Point labeling dataset excerpts
>> begin

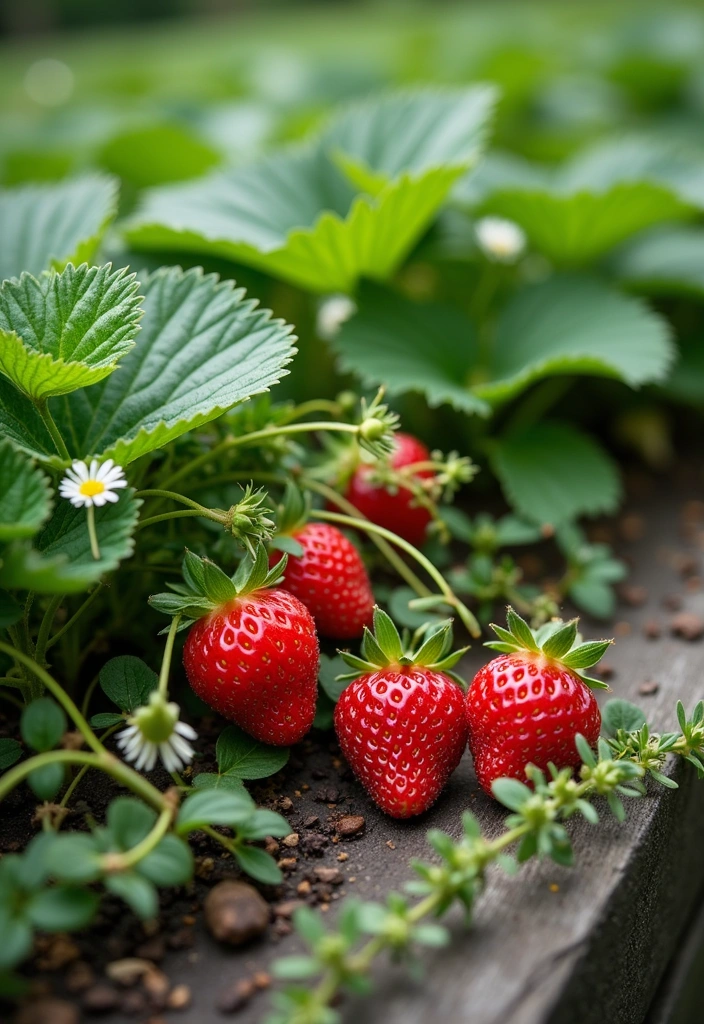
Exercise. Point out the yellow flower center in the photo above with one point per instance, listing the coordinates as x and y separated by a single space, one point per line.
89 488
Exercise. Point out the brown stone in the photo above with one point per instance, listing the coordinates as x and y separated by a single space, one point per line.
235 912
350 824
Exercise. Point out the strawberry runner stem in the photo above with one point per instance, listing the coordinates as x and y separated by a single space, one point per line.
371 527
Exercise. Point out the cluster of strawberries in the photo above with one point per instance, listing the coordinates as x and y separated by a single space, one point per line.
403 720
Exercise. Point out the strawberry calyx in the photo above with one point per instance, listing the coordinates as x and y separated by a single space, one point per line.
207 588
385 648
558 641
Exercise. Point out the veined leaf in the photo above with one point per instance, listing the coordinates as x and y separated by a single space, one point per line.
552 473
66 331
411 347
575 326
664 261
25 495
409 132
202 348
564 326
61 561
579 226
296 216
47 225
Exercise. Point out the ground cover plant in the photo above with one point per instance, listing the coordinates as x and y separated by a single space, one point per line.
484 302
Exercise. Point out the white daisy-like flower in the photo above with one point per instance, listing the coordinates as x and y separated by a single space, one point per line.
333 312
94 484
500 240
155 731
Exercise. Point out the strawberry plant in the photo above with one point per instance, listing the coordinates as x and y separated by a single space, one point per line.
304 372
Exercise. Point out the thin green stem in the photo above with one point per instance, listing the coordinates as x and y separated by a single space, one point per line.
257 435
43 410
395 560
45 627
74 619
104 762
180 514
123 861
166 660
447 592
94 547
60 694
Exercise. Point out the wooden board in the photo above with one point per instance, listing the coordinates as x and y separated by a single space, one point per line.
552 945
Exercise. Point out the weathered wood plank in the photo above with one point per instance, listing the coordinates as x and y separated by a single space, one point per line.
552 945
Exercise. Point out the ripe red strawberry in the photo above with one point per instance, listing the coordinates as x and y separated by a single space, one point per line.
396 508
331 580
400 723
528 705
252 653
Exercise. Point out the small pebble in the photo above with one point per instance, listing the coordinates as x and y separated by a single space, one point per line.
350 824
235 912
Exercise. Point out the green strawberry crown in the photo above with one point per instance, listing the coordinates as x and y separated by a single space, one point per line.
386 648
207 588
292 515
557 640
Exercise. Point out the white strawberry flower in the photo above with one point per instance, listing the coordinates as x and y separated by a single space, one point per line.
84 485
500 240
333 312
155 731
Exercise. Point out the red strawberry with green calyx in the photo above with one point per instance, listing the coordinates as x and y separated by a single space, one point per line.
252 652
528 705
324 570
400 723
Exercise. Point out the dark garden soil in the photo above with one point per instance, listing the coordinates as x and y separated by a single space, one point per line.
173 969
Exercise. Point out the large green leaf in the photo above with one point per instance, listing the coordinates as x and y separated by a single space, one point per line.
563 326
25 495
410 132
577 227
575 326
664 261
61 561
203 347
47 225
66 331
296 216
552 473
410 347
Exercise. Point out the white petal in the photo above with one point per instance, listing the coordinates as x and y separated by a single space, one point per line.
185 730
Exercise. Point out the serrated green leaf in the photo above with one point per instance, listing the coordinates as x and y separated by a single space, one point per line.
214 807
139 894
244 757
66 331
25 495
61 561
663 261
48 225
409 132
219 350
575 326
171 863
61 908
552 473
579 226
127 681
409 346
42 724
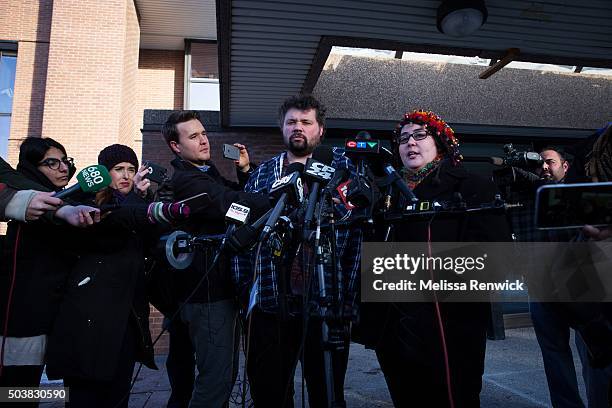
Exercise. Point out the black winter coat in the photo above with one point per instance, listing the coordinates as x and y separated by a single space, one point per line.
40 270
105 293
209 218
409 332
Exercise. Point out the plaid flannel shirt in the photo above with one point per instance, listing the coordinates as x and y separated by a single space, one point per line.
348 244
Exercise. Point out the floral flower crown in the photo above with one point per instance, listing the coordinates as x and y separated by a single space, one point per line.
435 126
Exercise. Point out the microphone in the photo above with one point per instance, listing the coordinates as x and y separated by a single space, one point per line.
243 237
319 172
236 216
90 180
288 189
397 181
339 176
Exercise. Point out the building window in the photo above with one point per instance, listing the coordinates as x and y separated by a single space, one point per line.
8 65
202 76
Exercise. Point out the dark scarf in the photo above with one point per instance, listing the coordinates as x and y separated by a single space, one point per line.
413 179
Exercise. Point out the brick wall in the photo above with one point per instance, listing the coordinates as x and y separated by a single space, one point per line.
29 25
262 145
129 125
90 64
160 79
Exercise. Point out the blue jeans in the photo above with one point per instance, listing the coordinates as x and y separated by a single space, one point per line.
553 334
597 380
213 333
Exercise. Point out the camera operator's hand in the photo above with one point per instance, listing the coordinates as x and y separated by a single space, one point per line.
142 184
598 234
40 203
79 216
243 163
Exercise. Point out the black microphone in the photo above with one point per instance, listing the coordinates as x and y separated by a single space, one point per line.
397 181
339 176
288 189
319 172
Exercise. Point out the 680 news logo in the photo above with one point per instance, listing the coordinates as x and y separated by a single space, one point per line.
321 170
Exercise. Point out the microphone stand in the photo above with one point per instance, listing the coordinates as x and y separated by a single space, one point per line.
329 304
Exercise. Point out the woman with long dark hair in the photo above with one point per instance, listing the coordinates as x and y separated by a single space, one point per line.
102 328
33 271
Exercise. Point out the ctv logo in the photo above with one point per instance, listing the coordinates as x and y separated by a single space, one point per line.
364 145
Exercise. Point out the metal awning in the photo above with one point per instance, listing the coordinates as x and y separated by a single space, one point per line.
272 49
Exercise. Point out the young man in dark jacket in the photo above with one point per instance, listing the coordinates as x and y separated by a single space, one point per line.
209 310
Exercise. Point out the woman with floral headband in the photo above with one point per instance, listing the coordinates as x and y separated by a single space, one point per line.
422 366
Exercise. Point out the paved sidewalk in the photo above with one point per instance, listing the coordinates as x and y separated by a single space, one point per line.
514 377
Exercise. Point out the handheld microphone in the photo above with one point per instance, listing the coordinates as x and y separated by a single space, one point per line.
339 176
243 237
90 180
288 189
318 171
397 181
236 216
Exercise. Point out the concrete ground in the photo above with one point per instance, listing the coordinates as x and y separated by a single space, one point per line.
514 377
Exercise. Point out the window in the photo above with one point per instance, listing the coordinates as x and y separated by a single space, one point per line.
202 76
8 65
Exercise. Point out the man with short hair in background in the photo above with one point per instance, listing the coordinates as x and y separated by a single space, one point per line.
209 310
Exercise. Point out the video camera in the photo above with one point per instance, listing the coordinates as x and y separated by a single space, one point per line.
518 171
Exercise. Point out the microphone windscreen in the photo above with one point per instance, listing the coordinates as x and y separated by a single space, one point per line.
293 167
497 161
324 154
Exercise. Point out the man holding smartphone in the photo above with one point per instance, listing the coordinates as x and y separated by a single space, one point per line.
209 310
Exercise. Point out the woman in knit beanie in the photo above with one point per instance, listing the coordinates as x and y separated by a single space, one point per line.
122 164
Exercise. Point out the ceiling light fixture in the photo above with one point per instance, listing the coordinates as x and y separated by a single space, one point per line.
460 18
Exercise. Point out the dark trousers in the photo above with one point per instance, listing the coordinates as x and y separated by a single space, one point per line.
21 376
274 350
180 365
411 355
87 393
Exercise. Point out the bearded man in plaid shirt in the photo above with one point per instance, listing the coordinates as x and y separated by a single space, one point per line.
277 341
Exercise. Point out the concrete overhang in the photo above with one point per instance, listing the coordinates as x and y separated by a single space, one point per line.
269 50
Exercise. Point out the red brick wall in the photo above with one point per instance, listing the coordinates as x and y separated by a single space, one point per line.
90 69
262 145
129 125
28 23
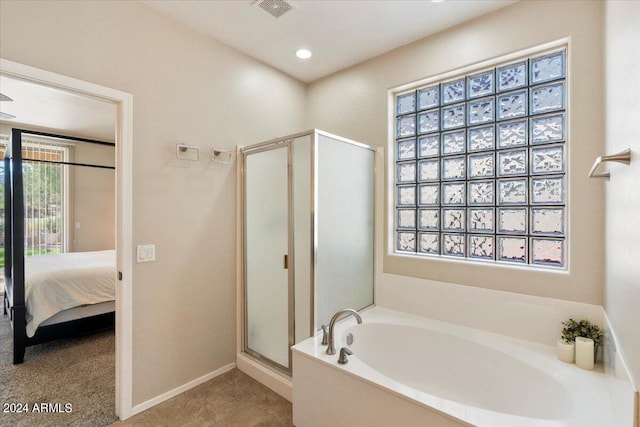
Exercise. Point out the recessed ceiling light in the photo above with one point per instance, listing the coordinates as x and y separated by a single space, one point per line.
303 53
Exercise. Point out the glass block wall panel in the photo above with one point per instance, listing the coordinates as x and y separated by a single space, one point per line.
453 92
481 111
481 164
453 117
481 247
512 105
512 134
406 149
547 190
407 195
481 84
547 129
512 221
547 221
480 220
406 241
406 172
513 76
429 170
547 160
407 218
453 194
429 219
512 249
512 192
429 146
482 138
405 126
453 142
513 162
547 252
406 103
429 194
547 98
453 245
429 121
481 193
429 243
453 168
548 67
453 219
429 97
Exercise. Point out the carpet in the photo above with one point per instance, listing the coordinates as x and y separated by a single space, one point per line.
68 382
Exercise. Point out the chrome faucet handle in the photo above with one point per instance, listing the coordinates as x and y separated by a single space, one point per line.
342 359
331 349
325 335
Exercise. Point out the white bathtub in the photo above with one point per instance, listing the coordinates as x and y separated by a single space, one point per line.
408 370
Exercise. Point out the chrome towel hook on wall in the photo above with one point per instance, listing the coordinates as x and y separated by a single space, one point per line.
187 152
621 157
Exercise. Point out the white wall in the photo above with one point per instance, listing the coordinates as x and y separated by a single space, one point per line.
186 88
353 103
622 103
93 190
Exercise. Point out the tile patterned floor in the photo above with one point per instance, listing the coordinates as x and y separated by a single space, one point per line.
232 399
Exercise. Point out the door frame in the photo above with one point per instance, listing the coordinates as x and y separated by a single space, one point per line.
124 212
256 149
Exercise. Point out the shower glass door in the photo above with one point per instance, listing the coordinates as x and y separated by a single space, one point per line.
268 333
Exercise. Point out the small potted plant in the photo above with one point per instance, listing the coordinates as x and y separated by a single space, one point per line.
565 347
573 329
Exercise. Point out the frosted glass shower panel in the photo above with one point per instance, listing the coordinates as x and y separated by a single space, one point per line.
344 246
267 241
302 238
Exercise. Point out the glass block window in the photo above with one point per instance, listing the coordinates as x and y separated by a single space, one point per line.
480 165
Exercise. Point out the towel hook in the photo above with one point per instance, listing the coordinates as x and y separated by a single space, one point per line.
621 157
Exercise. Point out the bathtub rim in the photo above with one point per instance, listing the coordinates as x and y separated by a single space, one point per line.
312 349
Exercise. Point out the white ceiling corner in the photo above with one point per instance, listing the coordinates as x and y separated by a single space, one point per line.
340 33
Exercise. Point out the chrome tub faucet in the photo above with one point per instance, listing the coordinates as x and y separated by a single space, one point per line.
330 341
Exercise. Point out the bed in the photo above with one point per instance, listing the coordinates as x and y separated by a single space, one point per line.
50 296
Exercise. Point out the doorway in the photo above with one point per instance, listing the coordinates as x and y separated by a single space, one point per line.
124 135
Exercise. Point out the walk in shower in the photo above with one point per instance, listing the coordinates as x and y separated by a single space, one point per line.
308 218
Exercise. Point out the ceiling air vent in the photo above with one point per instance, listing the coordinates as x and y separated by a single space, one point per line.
275 8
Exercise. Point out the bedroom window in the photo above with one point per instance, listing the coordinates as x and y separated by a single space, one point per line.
45 190
480 164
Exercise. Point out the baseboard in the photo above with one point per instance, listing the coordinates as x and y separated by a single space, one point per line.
178 390
276 382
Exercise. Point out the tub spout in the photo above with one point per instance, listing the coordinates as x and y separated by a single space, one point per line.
331 348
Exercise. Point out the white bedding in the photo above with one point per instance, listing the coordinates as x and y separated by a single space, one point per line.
54 283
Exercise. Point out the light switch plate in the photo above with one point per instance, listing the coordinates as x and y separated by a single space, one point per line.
146 253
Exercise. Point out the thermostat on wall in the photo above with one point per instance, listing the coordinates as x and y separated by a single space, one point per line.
146 253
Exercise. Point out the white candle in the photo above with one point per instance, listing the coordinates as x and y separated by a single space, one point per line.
565 351
584 353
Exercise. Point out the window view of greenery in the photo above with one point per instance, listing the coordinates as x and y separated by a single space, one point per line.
43 202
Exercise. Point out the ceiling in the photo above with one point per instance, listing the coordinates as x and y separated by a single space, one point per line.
339 33
38 106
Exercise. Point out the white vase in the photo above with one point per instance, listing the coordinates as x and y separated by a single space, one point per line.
584 353
565 351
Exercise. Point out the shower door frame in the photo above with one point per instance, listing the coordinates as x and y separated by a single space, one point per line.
286 144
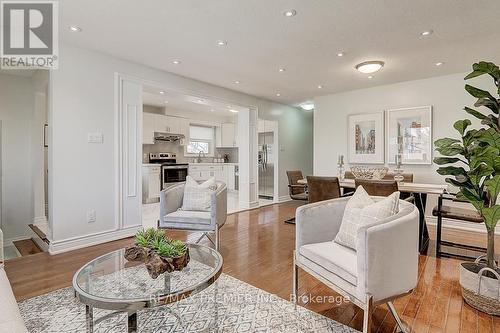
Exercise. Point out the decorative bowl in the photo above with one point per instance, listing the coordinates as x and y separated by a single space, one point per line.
365 172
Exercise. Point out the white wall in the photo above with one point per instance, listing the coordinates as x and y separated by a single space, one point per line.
82 102
446 94
16 111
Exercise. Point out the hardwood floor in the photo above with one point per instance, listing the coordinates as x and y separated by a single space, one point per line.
257 248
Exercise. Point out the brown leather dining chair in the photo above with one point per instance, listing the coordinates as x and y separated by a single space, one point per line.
322 188
295 190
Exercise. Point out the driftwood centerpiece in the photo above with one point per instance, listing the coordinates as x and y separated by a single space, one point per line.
159 253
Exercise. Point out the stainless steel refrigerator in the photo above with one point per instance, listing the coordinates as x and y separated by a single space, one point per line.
266 165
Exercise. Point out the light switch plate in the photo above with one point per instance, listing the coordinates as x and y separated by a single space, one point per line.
95 137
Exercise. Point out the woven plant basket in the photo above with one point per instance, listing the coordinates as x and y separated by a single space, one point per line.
481 287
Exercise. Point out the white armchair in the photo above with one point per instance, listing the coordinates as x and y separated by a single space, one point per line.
208 221
383 268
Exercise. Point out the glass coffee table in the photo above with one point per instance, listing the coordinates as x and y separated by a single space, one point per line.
111 282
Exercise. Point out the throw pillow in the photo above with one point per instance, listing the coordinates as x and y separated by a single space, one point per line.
361 209
198 196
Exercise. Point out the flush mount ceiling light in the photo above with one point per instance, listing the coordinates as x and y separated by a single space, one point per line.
75 28
307 106
369 67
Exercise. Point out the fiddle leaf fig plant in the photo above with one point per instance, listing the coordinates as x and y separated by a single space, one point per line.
473 162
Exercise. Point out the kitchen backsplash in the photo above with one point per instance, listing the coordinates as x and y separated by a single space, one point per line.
179 150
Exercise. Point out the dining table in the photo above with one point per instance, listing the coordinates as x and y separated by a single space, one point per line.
420 191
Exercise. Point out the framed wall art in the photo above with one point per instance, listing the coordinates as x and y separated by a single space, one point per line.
366 138
409 133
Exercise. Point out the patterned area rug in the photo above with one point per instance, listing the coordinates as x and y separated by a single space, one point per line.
230 305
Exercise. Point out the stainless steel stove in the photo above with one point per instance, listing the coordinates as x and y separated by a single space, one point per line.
171 171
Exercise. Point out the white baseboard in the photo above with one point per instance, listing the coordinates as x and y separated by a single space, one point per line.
284 198
89 240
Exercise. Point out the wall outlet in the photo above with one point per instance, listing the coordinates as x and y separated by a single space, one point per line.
95 137
91 216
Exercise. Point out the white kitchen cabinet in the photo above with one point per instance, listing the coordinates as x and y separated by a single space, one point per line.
228 135
148 128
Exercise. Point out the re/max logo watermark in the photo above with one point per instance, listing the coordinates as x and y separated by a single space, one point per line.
29 36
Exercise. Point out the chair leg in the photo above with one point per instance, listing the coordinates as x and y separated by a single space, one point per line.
392 309
295 282
367 318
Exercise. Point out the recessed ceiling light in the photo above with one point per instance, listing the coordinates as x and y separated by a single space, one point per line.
307 106
369 67
75 28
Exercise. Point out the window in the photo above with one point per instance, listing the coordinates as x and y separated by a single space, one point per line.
201 139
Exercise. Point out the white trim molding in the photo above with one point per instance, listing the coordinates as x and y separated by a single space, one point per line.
75 243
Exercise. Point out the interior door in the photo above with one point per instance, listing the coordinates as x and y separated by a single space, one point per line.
266 158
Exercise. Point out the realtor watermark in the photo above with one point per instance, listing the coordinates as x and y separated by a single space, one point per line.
29 34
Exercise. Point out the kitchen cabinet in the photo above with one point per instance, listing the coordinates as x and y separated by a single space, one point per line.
228 135
148 128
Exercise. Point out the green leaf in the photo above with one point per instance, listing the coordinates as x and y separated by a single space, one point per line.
461 125
482 68
475 113
445 142
493 186
446 160
491 215
490 136
479 93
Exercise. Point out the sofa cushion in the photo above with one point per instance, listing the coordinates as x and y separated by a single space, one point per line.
10 318
198 196
188 217
333 257
361 209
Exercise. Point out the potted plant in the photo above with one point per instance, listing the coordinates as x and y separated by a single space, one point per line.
473 162
160 253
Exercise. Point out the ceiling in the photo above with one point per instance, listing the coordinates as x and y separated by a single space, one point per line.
260 40
163 98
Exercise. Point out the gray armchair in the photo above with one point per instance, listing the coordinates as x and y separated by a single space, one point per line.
383 268
171 217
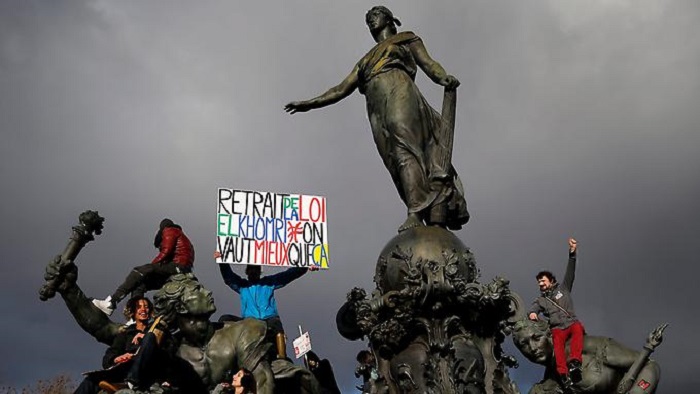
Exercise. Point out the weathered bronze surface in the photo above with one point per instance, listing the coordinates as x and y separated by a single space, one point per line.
433 326
413 140
207 349
608 366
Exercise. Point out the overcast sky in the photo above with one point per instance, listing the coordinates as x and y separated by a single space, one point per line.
574 118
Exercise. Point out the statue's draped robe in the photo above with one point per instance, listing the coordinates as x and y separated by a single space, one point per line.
404 127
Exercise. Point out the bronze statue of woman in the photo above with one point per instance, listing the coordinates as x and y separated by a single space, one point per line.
406 130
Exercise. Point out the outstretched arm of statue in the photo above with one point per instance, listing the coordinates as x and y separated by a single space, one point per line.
332 96
91 320
430 67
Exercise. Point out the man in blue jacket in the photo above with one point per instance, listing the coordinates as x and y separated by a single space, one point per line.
258 296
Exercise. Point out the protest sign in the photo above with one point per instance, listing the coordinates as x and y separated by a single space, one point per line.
302 345
273 229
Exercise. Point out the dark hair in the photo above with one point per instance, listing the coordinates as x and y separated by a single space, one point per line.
364 356
393 22
548 274
133 304
248 381
162 226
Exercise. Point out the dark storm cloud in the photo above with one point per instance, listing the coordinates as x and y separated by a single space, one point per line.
574 118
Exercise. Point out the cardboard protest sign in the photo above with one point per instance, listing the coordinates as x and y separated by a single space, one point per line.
263 228
302 345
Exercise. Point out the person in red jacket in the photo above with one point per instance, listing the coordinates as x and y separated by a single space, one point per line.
176 256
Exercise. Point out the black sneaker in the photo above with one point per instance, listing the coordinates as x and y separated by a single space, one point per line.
575 371
566 383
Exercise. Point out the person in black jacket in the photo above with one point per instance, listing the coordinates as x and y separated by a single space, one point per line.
136 356
555 303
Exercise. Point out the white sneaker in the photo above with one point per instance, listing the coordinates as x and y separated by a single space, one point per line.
105 305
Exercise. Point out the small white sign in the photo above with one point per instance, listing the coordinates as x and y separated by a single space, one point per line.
302 345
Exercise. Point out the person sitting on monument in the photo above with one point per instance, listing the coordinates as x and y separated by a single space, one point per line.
607 365
138 356
555 303
176 255
323 371
367 369
258 296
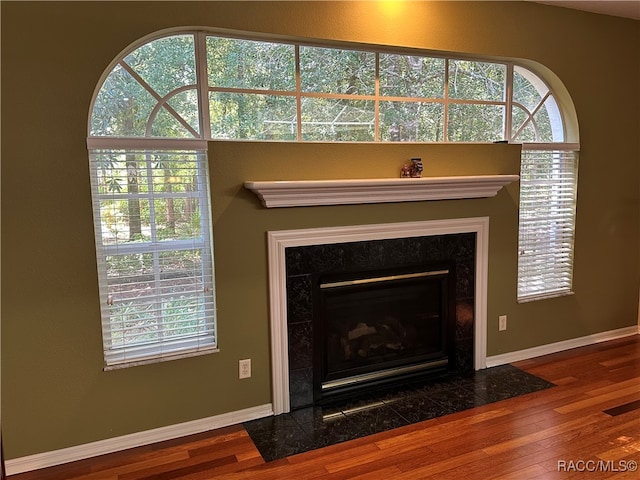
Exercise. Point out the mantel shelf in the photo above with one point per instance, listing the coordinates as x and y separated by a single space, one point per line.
301 193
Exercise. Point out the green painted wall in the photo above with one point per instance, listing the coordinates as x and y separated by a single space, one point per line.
54 392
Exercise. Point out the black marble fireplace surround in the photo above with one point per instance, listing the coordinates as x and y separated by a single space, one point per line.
303 264
307 426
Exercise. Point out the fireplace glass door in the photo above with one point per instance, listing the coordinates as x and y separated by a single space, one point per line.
378 327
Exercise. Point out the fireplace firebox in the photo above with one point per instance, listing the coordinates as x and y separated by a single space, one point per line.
380 327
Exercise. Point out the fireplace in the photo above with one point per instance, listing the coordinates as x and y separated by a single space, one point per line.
378 327
298 258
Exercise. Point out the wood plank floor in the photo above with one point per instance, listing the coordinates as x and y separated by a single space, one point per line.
587 427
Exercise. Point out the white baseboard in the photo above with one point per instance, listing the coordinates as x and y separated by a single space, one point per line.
88 450
528 353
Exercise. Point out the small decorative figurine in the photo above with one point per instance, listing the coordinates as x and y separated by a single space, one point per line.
413 169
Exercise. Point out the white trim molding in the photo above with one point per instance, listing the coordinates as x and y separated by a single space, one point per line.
279 241
304 193
550 348
110 445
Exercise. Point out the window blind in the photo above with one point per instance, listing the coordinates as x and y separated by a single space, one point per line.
155 254
547 218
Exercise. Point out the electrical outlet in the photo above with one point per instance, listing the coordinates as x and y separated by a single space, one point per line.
244 368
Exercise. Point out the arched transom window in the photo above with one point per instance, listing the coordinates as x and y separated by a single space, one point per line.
159 103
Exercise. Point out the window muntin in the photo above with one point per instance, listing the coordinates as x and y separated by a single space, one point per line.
154 253
154 98
547 218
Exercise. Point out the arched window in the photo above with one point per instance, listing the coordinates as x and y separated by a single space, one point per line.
160 102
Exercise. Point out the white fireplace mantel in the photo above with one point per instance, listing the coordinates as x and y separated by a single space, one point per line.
300 193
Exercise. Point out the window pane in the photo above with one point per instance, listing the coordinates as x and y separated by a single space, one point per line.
475 123
260 117
331 70
162 68
411 122
122 106
155 255
165 64
337 120
546 223
236 63
411 76
476 80
525 92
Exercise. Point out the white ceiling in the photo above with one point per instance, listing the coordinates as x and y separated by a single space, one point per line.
627 9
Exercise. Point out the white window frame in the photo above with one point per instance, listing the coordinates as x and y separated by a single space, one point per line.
198 142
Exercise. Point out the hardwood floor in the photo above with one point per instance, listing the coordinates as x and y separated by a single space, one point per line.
587 427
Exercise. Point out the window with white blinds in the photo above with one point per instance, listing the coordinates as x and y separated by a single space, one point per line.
155 254
547 218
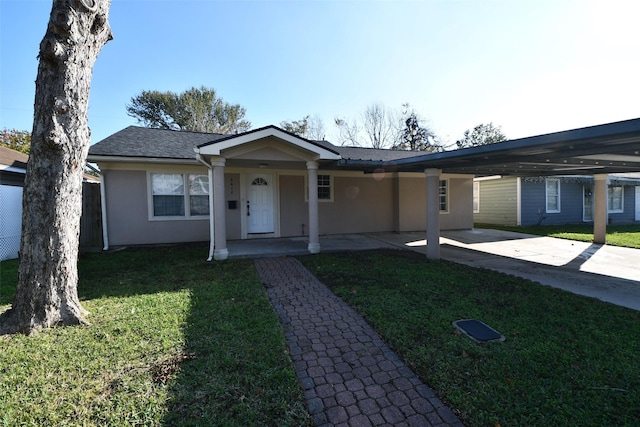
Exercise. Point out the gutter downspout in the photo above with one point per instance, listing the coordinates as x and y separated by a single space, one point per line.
211 216
103 207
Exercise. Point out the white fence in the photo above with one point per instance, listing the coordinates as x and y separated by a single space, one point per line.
10 221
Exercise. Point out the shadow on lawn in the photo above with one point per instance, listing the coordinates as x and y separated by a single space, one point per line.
233 368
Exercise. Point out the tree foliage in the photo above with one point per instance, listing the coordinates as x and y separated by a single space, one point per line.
19 140
311 128
296 127
483 134
377 127
196 109
414 136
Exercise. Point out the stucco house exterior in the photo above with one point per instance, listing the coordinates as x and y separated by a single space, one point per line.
156 186
162 186
550 200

>> end

Exercise details
Give again, unchanged, only the lines from the line containing "Exercise. Point out the window with" to the last line of the records above. Pictures do not belong in the copy.

Task answer
Exercise. Point out the window with white blinds in the photo above with one point per instance, listing the coordinates as x and y separated by a single space, one point per line.
155 254
547 218
Exercise. Point out the gutter downspout in the photo above with one point per instance, listing the coordinates as x and y separated by a single space, one point per line.
211 216
103 207
Exercise. Point out the white fence in the photo above with one point per instance, listing the coordinates as x and y separated by a single space, one point per line.
10 221
Exercise. Point out the shadow on lawn in the photo above with one point per instance, listing the coordinates as x and y separated by a single space, one point per line.
233 368
Exercise. Point out the tree foliage in the photo above with one point per instance, listing the coordinates as x and y separated by a single space, one point per line.
19 140
311 128
296 127
483 134
377 127
196 109
414 136
Exercise. Point out the stucco house exterior in the photo above with one point per instance, listing the coordinates as x and y separated by a single space, one point per line.
156 186
162 186
550 200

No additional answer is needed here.